[Saved entries]
= Beginning of Section =
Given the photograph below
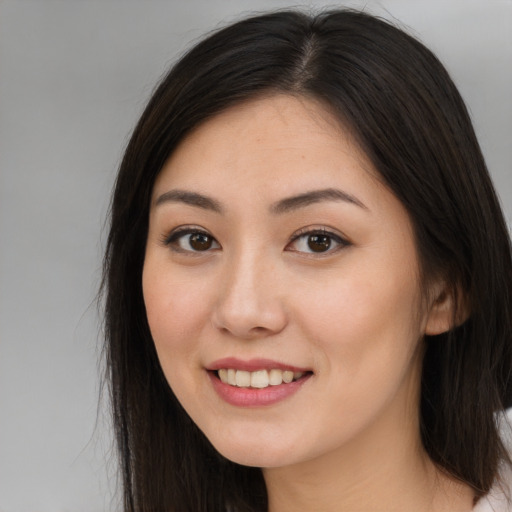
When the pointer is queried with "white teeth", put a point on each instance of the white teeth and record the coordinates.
(275, 377)
(243, 379)
(232, 377)
(287, 376)
(258, 379)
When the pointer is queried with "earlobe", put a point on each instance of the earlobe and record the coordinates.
(447, 310)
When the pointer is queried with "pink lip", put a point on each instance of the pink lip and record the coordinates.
(252, 397)
(252, 365)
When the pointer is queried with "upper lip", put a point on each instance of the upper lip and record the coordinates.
(252, 365)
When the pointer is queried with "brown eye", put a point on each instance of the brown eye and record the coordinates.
(190, 240)
(200, 241)
(319, 243)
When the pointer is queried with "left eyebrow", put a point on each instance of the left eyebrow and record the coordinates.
(293, 203)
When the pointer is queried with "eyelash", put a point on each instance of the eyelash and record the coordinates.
(172, 240)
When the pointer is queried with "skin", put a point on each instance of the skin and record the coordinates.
(354, 315)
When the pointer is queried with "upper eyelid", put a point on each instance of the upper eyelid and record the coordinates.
(324, 230)
(184, 230)
(305, 231)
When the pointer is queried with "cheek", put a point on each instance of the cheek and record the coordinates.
(175, 311)
(365, 321)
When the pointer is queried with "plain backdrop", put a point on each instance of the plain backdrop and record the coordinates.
(74, 76)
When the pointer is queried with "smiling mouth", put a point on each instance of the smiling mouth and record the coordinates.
(259, 379)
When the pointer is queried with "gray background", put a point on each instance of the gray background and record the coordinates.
(74, 76)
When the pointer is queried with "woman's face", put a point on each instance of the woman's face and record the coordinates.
(273, 254)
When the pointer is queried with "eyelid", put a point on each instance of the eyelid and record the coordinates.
(335, 235)
(180, 231)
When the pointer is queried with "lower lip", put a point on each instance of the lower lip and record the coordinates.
(254, 397)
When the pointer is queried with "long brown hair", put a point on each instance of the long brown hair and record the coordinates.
(405, 112)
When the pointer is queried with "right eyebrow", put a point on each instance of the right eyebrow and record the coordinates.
(190, 198)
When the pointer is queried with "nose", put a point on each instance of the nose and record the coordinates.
(249, 303)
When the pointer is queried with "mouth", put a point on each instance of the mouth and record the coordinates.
(258, 379)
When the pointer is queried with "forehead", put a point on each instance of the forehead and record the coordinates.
(281, 139)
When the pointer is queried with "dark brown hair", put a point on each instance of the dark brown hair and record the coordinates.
(408, 117)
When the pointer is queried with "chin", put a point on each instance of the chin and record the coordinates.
(262, 454)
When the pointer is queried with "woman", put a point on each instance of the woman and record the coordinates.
(308, 280)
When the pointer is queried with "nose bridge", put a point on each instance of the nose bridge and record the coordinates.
(248, 303)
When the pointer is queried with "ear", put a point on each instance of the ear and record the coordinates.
(448, 309)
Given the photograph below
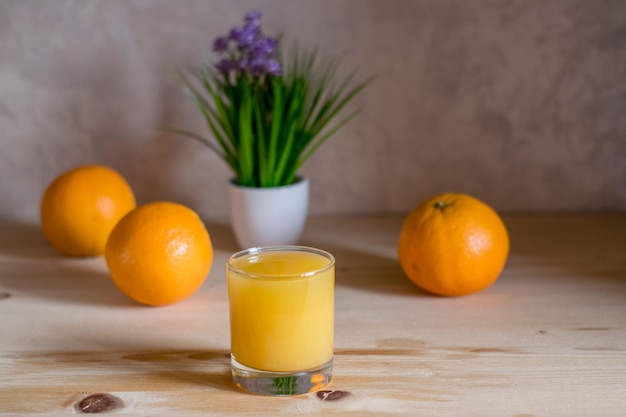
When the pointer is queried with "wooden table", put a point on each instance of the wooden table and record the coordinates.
(547, 339)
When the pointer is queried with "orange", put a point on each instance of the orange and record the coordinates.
(159, 253)
(453, 244)
(81, 206)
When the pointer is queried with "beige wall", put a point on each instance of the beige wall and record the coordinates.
(520, 103)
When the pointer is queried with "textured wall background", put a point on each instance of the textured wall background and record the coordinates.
(520, 103)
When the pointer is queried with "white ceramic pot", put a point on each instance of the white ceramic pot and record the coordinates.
(268, 216)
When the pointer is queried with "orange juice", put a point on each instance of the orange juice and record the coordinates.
(281, 309)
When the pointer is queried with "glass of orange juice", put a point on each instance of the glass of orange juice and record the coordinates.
(281, 302)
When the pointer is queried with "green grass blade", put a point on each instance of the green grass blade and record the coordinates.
(246, 141)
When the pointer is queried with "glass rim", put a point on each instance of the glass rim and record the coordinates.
(281, 248)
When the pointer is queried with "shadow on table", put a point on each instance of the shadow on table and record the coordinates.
(34, 269)
(175, 369)
(24, 240)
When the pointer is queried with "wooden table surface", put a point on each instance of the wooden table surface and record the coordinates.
(547, 339)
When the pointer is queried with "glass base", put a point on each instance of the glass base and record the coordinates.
(281, 383)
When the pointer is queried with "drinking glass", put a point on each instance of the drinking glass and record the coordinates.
(281, 302)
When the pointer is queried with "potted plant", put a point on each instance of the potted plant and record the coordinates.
(268, 112)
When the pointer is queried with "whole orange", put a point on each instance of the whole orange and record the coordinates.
(81, 206)
(159, 253)
(453, 244)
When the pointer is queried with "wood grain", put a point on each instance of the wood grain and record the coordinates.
(548, 338)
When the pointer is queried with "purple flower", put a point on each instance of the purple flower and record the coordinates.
(247, 51)
(253, 19)
(272, 67)
(225, 66)
(220, 45)
(264, 47)
(245, 36)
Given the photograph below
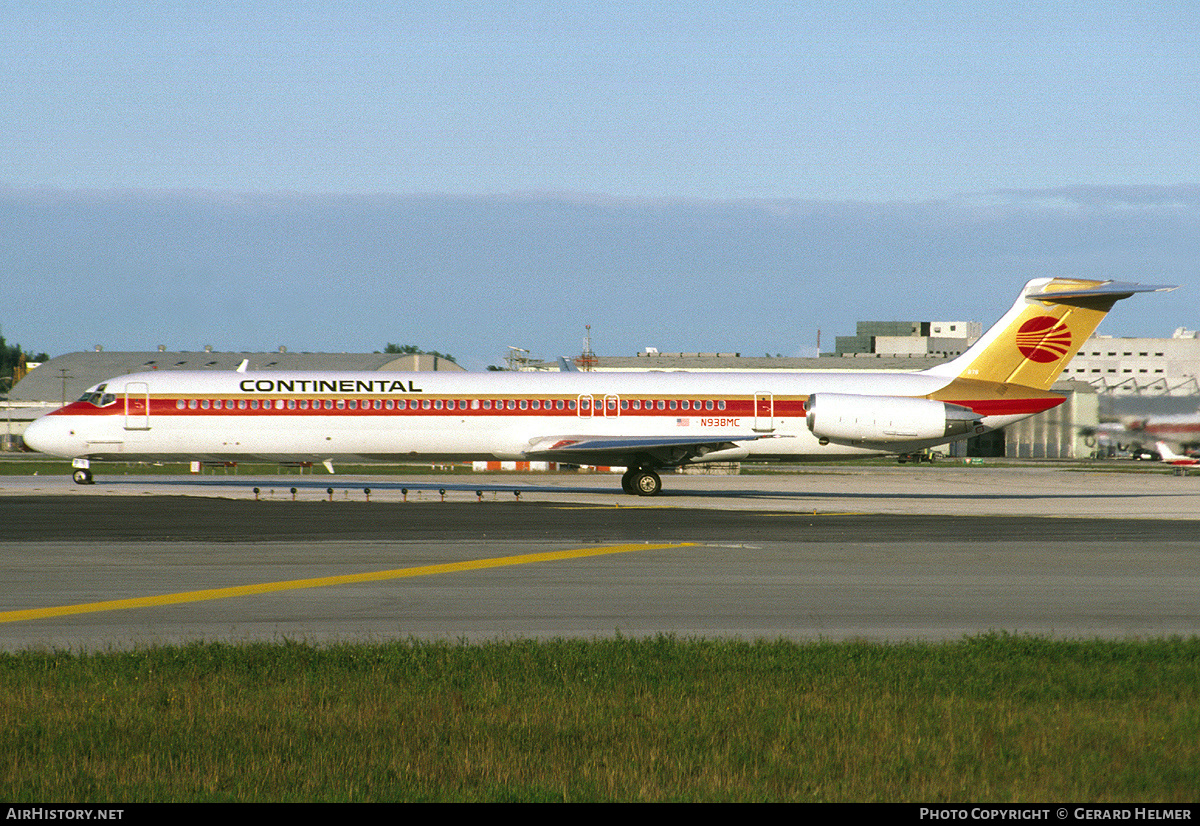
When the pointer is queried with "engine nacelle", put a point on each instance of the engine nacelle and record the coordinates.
(849, 419)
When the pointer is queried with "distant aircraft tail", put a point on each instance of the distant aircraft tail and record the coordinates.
(1167, 454)
(1042, 331)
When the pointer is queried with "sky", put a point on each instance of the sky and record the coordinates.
(687, 175)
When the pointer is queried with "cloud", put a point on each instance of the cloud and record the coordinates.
(471, 275)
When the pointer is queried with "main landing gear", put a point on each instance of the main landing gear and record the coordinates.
(641, 480)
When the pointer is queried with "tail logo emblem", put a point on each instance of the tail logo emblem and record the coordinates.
(1043, 340)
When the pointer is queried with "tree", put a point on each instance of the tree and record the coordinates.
(11, 357)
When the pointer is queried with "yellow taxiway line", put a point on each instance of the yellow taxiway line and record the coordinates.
(322, 581)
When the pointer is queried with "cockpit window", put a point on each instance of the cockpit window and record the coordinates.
(97, 396)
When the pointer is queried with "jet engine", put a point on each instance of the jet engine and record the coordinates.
(844, 418)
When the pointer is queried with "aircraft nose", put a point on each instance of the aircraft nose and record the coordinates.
(49, 435)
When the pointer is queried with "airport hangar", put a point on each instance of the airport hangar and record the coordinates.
(1062, 432)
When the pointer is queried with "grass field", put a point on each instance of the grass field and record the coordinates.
(990, 718)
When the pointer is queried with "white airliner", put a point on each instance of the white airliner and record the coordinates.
(645, 422)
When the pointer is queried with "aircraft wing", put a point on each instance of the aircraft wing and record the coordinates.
(630, 450)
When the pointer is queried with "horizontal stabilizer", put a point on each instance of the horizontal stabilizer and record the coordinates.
(1110, 289)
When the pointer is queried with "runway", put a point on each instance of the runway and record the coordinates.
(875, 554)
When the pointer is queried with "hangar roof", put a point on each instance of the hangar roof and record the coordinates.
(65, 377)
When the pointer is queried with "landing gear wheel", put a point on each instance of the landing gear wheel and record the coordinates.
(647, 483)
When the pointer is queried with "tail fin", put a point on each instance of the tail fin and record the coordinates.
(1042, 331)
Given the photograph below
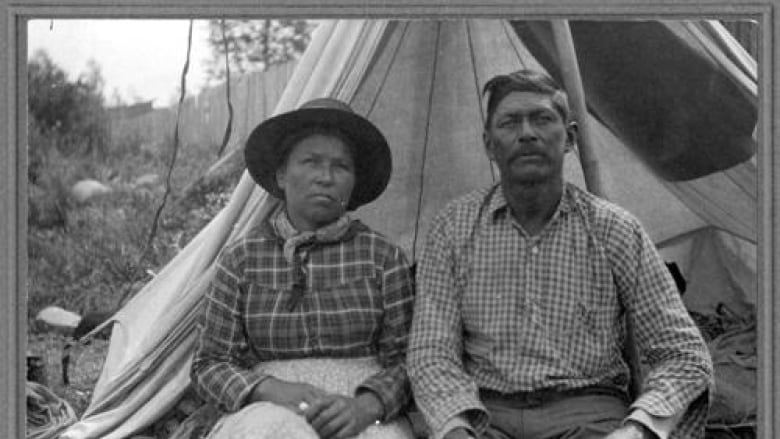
= End of Section =
> **WHAT IS NEEDED**
An exact copy of every line above, minus the pictures, is the required output.

> **ANSWER BELOW**
Given the photograph below
When the pointer is queried with "white teeth", put a point on each instance of the white teeth and record the coordinates.
(275, 377)
(243, 379)
(232, 377)
(287, 376)
(258, 379)
When the pointer is queried with "earlobe", put a point on each instance of the earlobe and record the coordinates.
(447, 310)
When the pointer is queried with "pink lip", put a point on each instance of the pink lip and record the coordinates.
(252, 397)
(252, 365)
When the pointer is queried with "upper lip", put a point on each instance of the upper lip and record the coordinates.
(252, 365)
When the pointer is queried with "brown eye", put a point on each instance of the brown eye and record the coordinates.
(190, 240)
(200, 241)
(319, 243)
When the pointer is queried with "left eyebrow", put a point on each instance of the left eyebrow and record the coordinates.
(293, 203)
When the pointer is queried with "eyelash", put a point on each instance of the eyelash and record the coordinates.
(172, 240)
When the pointer is queried with "skin", put a point on each instance of the skin and record the coordinates.
(354, 315)
When the pointer is queried with "upper eyelid", put a point on each instance of the upper eyelid and record the coordinates.
(324, 230)
(184, 230)
(305, 231)
When the pointer is queried with "cheek", put a point on each instance of the cheek and record the coordinates.
(175, 311)
(365, 321)
When the pointer is queried with "plain backdrop", put a point on each instance of the plain backdrop and record the coordinates.
(74, 76)
When the pointer is queried with "smiling mouth", put a point on each instance of the smiling mouth and record the coordinates.
(259, 379)
When the pointer is queried with "gray background", put a point on each instance of the gray background and record the coordinates.
(74, 76)
When the pointer is queried with "woman's face", put a point on each instance of the woman's face and record the coordinates.
(273, 254)
When the pointer is queried with "eyelid", put a point on each instance of the eyelid and record the coordinates.
(335, 235)
(180, 231)
When the pointer is queried with "lower lip", put a point on each instance of the lower lip and record the coordinates.
(254, 397)
When the pointer is queried with "long brown hair", put a point on each instance of the long brown hair and record the coordinates.
(405, 112)
When the pointer is queried with "right eyebrow", put a point on each instance of the right eyebrow and record the coordinates.
(190, 198)
When the pointer is queried with "nose", put a point on each instance of the nose and record the coordinates.
(249, 303)
When the pointer is queried with "mouth", put a point on each instance of the mouth and record the coordinates.
(258, 379)
When the pointer is queried with "forehead", put a point on each instance of the forehead and record the coordinates.
(281, 139)
When the pointer is queried with "dark brown hair", put a point on each instance of the dark brown hair and record the coordinates.
(408, 117)
When the pointer is queried with "chin", put a point on each instance of the chin and record the coordinates.
(262, 454)
When the pointer is queried with "woman", put a point on each instance of the woman and record the coordinates.
(308, 280)
When the pointer is queried with "nose bridge", put a point on each instance of the nose bridge and record the coordinates.
(248, 303)
When the pointer is queried with "ear", put a point on each instance of the ear and record the coordinates.
(448, 309)
Given the photograph below
When the pointer is queried with "wooden table", put a point on each instance of the wooden table and record the coordinates.
(547, 339)
When the pointer is queried with "orange", put a point on each instance of the orange and record the coordinates.
(159, 253)
(453, 244)
(81, 206)
When the pointer is queried with "beige wall", put a point on each instance of the beige wall and record the coordinates.
(520, 103)
When the pointer is queried with "textured wall background", put a point on each instance of the textured wall background and record the coordinates.
(520, 103)
When the pointer is queried with "white ceramic pot", put a point on each instance of the white ceramic pot and record the coordinates.
(268, 216)
When the pointer is queried with "orange juice", put a point on each instance of the orange juice and record the coordinates.
(281, 309)
When the pointer is queried with "glass of orange juice", put a point on each instance of the glass of orange juice and record the coordinates.
(281, 302)
When the pointer is queried with "green grass blade", put a point on each instance of the green grass blade and record the coordinates.
(246, 141)
When the pointer is queried with "glass rim", put a point on each instance of the glass rim and record the coordinates.
(281, 248)
When the pointer is queried with "shadow on table", put a point on each instance of the shadow on table and record the coordinates.
(34, 269)
(175, 369)
(24, 240)
When the pointer is queried with "wooden table surface", put a point on each instance of the wooden table surface and record the coordinates.
(547, 339)
When the pointer is queried with "glass base", put a point on each instance of the glass base and record the coordinates.
(281, 383)
When the pointer is queried with "drinking glass", put a point on each instance of the drinking glass and record the coordinates.
(281, 302)
When the pointer is queried with "potted plant", put a point on each instance of the potted plant and record the coordinates.
(268, 112)
When the pointer is queried with "whole orange", put a point on each instance of the whole orange and record the coordinates.
(81, 206)
(159, 253)
(453, 244)
When the pointer is queried with "wood grain", put a point on each instance of the wood grain and record the coordinates.
(548, 338)
When the pointer is queried with "purple flower", put a point on each instance of the purple flower and record the coordinates.
(247, 51)
(253, 19)
(272, 67)
(225, 66)
(220, 45)
(264, 47)
(245, 36)
Given the photograph below
When the pointer is queried with "engine nacelle", put a point on each instance of the engine nacelle and record the coordinates.
(849, 419)
When the pointer is queried with "distant aircraft tail", put a point on each instance of the distant aircraft tail and record the coordinates.
(1167, 454)
(1042, 331)
When the pointer is queried with "sky", put a point on each instance of the sky and record the coordinates.
(687, 175)
When the pointer is queried with "cloud", put a point on each instance of the cloud and record the coordinates.
(471, 275)
When the pointer is queried with "main landing gear", put a point on each instance of the main landing gear and record the coordinates.
(641, 480)
When the pointer is queried with "tail logo emblem", put a point on each instance of the tail logo emblem and record the coordinates.
(1043, 340)
When the pointer is queried with "tree", put a point on each instance of the tree and record the coordinates.
(11, 357)
When the pointer is queried with "yellow taxiway line", put a point on each instance of the yellow taxiway line and record the coordinates.
(322, 581)
When the pointer is queried with "cockpit window", put a point on each instance of the cockpit window and record the coordinates.
(97, 396)
When the pointer is queried with "jet engine", put a point on each instance of the jet engine and record the coordinates.
(844, 418)
When the pointer is queried with "aircraft nose", put a point on each instance of the aircraft nose and record the coordinates.
(49, 435)
When the pointer is queried with "airport hangar", put a point on each instance of the airport hangar and record the coordinates.
(1062, 432)
When the pointer is queried with "grass field", put a point on each instance of the grass field and record the coordinates.
(990, 718)
When the pointer is queried with "white airliner", put a point on each instance of the white airliner and record the coordinates.
(645, 422)
When the pointer is queried with "aircraft wing", put a point on each instance of the aircraft wing and record the coordinates.
(630, 450)
When the pointer is queried with "horizontal stabilizer", put a point on each instance of the horizontal stabilizer and record the coordinates.
(1110, 289)
When the pointer is queried with "runway", put a point on each instance of the runway and record the coordinates.
(875, 554)
When the pointer is queried with "hangar roof", put a point on each instance of the hangar roof and record the coordinates.
(65, 377)
When the pointer is queried with "landing gear wheel", put a point on each instance of the landing gear wheel and record the coordinates.
(647, 483)
When the pointer is queried with "tail fin", put a point on each instance of the tail fin and record the coordinates.
(1042, 331)
Given the photograph below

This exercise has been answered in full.